### Document text
But microcausality presupposes a quantum field theory, and cannot be expressed in multiparticle quantum mechanics, while cluster decomposition can, and is realized in the standard nonrelativistic treatment. The latter is Keister and Polizou's starting point, and they show that relativity can be consistently combined with this, though in a somewhat clumsy way.

What Keister and Polizou do is probably equivalent to a local field theory. But this is far from easy to see, and proving it would be a significant achievement. Klink's work (referred to in the link to my theoretical physics FAQ given above) is quite interesting in this respect, but only a first step in this direction.

It is a consequence of microcausality - this is Weinberg's starting point, and as mentioned he erroneously claimed in his book that this is the only way to satisfy cluster decomposition.

That would be very strange, since microcausality doesn't guarantee cluster decomposition in field theory(it seems the presentation of Chap 4.4 of Weinberg makes the argument independent of field theory context), and Weinberg did not claim that as far as I can remember. To implement cluster decomposition, as Weinberg argues, we need a nontrivial condition imposed on Hamiltonian: the coefficients of the momentum space creation/annihilation operator expansion of Hamiltonian must contain one and only one delta function that conserves the overall 3-momentum.(c.f. chap 4.4, page 182-183)

I corrected my statement. Weinberg's condition on the Hamiltonian is just that the field theory is local!

If one does not impose any condition on a quantum field, then microcausality implies nothing of physical relevance: The fact that the bare fields commute at large space-time separation means nothing since they are unobservable theoretical constructs. The observables at large separation are the dressed (renormalized) fields, and these are no longer local (as one can see from their 2-point functions, the renormalized propagators).

The fact that the bare fields commute at large space-time separation means nothing since they are unobservable theoretical constructs. The observables at large separation are the dressed (renormalized) fields, and these are no longer local (as one can see from their 2-point functions, the renormalized propagators).

### Set problem 1
Answer these questions from the microcausality discussion:
(a) Whose work is called only a first step toward showing that the Keister and Polizou approach is equivalent to a local field theory?
(b) To implement cluster decomposition, what must the coefficients of the Hamiltonian's creation/annihilation operator expansion contain?
(c) What are the observables at large separation?

### Rows of box annotation data
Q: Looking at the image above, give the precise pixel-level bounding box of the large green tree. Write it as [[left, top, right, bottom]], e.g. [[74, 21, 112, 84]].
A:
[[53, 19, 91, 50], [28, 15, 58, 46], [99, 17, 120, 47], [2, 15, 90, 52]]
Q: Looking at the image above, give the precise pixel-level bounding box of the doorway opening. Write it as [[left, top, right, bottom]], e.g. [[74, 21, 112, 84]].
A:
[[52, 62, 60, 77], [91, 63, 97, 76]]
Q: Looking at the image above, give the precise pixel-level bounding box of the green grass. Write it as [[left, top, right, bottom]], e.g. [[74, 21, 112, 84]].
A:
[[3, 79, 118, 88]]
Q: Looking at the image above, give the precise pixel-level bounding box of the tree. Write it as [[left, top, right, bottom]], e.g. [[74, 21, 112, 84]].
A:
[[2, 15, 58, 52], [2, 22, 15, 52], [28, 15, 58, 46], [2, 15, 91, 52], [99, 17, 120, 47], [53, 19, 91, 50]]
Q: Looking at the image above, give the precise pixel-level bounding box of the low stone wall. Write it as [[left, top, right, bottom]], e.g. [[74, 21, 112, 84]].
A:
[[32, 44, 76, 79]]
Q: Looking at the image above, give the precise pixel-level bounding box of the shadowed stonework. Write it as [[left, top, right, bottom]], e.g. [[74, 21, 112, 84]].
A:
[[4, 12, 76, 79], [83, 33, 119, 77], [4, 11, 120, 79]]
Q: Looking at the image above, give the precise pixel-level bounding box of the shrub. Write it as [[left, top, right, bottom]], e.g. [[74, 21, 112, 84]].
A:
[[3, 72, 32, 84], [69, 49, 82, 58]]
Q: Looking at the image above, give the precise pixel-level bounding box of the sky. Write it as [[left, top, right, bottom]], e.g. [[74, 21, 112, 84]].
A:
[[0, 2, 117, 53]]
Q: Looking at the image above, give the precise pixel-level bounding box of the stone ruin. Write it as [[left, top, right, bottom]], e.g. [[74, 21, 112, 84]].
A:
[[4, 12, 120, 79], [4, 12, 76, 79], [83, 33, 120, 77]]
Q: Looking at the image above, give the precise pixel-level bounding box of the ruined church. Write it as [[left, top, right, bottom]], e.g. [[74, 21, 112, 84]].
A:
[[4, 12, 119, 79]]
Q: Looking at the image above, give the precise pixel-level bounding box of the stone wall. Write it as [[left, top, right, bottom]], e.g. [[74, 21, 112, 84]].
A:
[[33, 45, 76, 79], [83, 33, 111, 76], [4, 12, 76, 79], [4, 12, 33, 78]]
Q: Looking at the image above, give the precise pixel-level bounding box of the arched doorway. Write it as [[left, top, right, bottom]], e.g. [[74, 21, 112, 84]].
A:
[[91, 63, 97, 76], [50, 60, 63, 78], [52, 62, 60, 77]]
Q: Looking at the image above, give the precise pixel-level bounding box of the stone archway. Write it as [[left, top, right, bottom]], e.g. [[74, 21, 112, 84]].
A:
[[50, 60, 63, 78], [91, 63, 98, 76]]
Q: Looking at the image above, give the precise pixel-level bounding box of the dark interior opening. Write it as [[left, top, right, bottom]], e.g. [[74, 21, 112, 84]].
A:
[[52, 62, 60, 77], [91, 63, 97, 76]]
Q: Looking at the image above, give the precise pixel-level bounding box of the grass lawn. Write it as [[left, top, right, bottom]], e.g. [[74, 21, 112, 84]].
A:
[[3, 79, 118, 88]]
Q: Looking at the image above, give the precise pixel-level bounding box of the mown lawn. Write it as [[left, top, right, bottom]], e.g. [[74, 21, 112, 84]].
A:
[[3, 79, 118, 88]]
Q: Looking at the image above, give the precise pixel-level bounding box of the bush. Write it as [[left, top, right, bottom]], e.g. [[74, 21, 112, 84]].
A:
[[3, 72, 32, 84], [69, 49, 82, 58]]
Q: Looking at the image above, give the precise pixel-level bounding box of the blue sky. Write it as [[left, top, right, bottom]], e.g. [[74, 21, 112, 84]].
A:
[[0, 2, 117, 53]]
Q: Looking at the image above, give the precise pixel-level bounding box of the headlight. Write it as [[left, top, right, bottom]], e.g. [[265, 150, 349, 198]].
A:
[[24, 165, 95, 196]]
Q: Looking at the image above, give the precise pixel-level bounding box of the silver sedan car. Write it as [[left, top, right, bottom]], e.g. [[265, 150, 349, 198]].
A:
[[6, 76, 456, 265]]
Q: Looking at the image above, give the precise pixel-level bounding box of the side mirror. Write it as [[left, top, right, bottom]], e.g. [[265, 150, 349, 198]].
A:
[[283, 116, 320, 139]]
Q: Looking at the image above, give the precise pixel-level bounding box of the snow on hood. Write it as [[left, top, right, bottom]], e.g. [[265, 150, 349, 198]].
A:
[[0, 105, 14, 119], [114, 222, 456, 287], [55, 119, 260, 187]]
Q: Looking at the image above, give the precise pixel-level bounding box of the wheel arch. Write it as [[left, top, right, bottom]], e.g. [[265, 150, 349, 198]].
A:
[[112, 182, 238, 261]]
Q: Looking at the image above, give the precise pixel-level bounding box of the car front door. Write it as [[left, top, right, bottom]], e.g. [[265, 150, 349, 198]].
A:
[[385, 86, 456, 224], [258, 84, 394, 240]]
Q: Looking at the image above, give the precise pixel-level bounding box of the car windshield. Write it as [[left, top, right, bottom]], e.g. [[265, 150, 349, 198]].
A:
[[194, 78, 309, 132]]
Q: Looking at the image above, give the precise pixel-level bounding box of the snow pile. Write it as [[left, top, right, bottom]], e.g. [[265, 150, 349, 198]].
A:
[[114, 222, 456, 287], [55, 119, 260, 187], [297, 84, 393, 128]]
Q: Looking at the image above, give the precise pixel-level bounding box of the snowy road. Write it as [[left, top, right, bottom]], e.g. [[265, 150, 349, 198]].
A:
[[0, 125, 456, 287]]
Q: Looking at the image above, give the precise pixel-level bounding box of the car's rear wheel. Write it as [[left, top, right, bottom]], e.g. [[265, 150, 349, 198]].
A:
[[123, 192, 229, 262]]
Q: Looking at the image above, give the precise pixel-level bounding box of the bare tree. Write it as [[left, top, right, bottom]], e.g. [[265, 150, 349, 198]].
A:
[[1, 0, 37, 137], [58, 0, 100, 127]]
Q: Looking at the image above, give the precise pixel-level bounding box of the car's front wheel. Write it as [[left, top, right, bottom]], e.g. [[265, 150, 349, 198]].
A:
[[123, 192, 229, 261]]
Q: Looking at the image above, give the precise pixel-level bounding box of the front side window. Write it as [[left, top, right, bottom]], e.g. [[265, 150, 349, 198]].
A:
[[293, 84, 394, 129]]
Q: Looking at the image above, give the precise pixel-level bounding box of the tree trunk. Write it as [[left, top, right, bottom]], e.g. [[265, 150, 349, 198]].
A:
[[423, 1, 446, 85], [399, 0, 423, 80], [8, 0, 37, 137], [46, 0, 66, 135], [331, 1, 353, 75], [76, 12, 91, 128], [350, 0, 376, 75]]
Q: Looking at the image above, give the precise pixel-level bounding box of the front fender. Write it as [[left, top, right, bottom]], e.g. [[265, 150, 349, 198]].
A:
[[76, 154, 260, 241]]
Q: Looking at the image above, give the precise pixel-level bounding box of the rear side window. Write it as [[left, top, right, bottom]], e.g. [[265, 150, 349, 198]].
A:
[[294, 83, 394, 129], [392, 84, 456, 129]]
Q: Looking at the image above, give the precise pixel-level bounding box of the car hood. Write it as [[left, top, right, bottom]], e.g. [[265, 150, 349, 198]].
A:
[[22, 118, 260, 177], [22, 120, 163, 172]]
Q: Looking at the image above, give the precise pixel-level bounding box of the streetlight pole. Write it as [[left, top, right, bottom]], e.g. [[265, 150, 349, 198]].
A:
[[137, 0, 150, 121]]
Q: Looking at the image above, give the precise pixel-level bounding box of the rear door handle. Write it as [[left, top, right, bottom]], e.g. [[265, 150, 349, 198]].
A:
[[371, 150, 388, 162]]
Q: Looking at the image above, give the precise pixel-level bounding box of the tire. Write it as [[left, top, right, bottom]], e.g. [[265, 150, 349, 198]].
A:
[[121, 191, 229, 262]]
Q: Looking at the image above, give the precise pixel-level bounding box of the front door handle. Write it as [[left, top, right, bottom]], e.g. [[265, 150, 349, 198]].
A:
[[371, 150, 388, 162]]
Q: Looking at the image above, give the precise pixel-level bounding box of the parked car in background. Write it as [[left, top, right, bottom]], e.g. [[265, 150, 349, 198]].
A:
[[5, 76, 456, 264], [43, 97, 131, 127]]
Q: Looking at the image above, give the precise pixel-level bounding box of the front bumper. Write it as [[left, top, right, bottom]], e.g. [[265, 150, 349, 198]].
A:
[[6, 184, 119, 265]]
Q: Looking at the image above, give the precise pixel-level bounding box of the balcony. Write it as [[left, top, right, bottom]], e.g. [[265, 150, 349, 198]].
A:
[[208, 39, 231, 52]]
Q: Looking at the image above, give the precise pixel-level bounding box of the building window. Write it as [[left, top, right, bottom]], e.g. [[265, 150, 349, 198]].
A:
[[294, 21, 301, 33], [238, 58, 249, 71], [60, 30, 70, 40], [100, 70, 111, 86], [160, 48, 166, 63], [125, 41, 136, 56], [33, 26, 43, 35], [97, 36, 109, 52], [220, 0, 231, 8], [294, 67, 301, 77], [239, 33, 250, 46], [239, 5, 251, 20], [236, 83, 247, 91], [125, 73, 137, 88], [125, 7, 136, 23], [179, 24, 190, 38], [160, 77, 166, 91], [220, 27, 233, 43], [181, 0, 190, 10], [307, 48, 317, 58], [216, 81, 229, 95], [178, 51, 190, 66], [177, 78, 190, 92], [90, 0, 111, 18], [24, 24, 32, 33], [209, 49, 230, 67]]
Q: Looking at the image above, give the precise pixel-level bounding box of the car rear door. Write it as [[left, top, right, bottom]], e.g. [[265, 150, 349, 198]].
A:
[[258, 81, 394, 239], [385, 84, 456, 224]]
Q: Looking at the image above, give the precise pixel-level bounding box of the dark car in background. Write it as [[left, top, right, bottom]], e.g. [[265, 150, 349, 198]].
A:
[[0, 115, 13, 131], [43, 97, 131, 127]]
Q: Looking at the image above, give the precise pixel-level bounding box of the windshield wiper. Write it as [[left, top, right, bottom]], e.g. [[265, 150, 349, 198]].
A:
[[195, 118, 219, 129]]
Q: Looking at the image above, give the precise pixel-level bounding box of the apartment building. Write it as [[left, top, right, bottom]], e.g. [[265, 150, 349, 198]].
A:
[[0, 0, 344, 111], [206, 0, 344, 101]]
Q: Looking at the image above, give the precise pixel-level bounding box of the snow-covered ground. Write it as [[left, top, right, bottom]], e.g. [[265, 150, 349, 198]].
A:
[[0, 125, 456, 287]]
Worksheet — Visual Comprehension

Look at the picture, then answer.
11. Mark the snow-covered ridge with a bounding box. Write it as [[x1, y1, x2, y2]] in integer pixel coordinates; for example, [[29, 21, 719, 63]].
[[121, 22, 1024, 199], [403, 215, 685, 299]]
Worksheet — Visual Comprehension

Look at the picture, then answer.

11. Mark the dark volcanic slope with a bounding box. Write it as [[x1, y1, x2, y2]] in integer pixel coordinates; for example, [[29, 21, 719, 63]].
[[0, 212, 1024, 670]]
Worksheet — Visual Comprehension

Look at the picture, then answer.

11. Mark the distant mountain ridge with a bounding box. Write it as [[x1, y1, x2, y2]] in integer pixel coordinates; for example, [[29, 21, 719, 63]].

### Set problem 2
Among the entries, take the lines from the one holding "of the doorway" through the one holding "[[32, 44, 76, 79]]", inclusive, and change "pixel-level" to "pixel-accurate" with all else kept the same. Return only those lines.

### Task response 1
(a) Klink's work.
(b) One and only one delta function that conserves the overall 3-momentum.
(c) The dressed (renormalized) fields.

### Task response 2
Q: Looking at the image above, give the precise pixel-accurate bounding box of the doorway opening. Write it as [[left, top, right, bottom]], e.g. [[74, 21, 112, 84]].
A:
[[52, 62, 60, 77], [91, 63, 97, 76]]
Q: Looking at the image above, give the precise pixel-accurate bounding box of the green grass. Write it as [[left, top, right, bottom]], e.g. [[74, 21, 112, 84]].
A:
[[3, 79, 118, 88]]
Q: Looking at the image above, give the precise pixel-accurate bounding box of the tree. Write it as [[left, top, right, bottom]], e.g. [[74, 21, 112, 84]].
A:
[[2, 15, 58, 52], [2, 22, 15, 52], [28, 15, 58, 46], [2, 15, 91, 52], [99, 17, 120, 47], [53, 19, 91, 50]]
Q: Looking at the image above, give the precise pixel-accurate bounding box of the low stone wall. Write it as [[left, top, right, bottom]], e.g. [[74, 21, 112, 84]].
A:
[[32, 44, 76, 79]]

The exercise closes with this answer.